[Outline items for labeled areas]
# # # #

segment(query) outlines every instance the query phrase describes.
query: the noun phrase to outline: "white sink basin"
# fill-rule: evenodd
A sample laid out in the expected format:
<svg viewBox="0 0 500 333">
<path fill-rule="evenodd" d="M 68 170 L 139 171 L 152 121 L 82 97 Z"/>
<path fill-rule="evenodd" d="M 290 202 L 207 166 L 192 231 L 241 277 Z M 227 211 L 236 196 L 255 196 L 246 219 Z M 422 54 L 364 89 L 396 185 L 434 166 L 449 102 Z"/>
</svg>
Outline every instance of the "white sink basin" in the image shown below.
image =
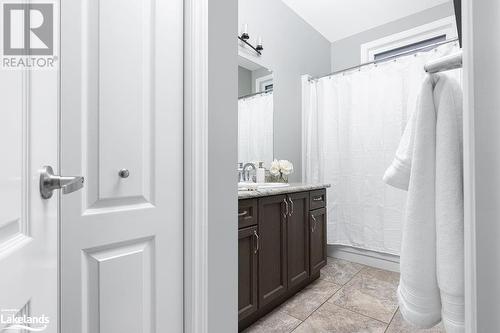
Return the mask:
<svg viewBox="0 0 500 333">
<path fill-rule="evenodd" d="M 238 183 L 238 190 L 240 191 L 250 191 L 250 190 L 261 190 L 261 189 L 272 189 L 288 187 L 290 184 L 287 183 Z"/>
</svg>

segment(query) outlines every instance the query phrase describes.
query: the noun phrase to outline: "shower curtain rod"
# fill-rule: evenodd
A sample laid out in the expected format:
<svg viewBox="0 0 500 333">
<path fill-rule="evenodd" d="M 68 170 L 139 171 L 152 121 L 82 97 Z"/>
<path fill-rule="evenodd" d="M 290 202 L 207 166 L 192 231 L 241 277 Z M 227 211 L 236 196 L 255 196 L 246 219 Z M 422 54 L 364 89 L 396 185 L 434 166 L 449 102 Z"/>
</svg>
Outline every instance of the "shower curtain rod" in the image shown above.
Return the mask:
<svg viewBox="0 0 500 333">
<path fill-rule="evenodd" d="M 245 95 L 245 96 L 241 96 L 241 97 L 238 97 L 238 100 L 243 99 L 243 98 L 252 97 L 252 96 L 257 96 L 257 95 L 264 95 L 264 94 L 267 94 L 267 93 L 270 93 L 270 92 L 273 92 L 273 89 L 267 89 L 267 90 L 264 90 L 264 91 L 259 91 L 257 93 L 253 93 L 253 94 L 248 94 L 248 95 Z"/>
<path fill-rule="evenodd" d="M 445 40 L 445 41 L 442 41 L 442 42 L 437 42 L 437 43 L 434 43 L 434 44 L 429 44 L 429 45 L 426 45 L 426 46 L 418 47 L 416 49 L 412 49 L 412 50 L 409 50 L 409 51 L 405 51 L 405 52 L 397 53 L 397 54 L 394 54 L 394 55 L 391 55 L 391 56 L 387 56 L 387 57 L 382 58 L 382 59 L 377 59 L 377 60 L 373 60 L 373 61 L 362 63 L 362 64 L 357 65 L 357 66 L 348 67 L 346 69 L 342 69 L 340 71 L 335 71 L 335 72 L 332 72 L 332 73 L 327 74 L 327 75 L 314 77 L 314 78 L 309 79 L 309 81 L 317 81 L 317 80 L 322 79 L 324 77 L 329 77 L 329 76 L 333 76 L 333 75 L 336 75 L 336 74 L 345 73 L 345 72 L 351 71 L 353 69 L 358 69 L 358 68 L 361 68 L 361 67 L 364 67 L 364 66 L 377 64 L 379 62 L 384 62 L 384 61 L 387 61 L 387 60 L 397 59 L 397 58 L 403 57 L 405 55 L 409 55 L 409 54 L 413 54 L 413 53 L 418 53 L 418 52 L 424 51 L 424 50 L 425 51 L 434 50 L 438 46 L 445 45 L 445 44 L 450 44 L 450 43 L 455 43 L 457 41 L 458 41 L 458 38 L 453 38 L 453 39 L 450 39 L 450 40 Z"/>
</svg>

# # # #

Short problem:
From the entries above, pick out every line that contains the string "curtain" and copy each one. Letter case matters.

Written response:
query: the noun phrase to outline: "shower curtain rod"
Outline every instance of the "shower curtain rod" in the image shown above.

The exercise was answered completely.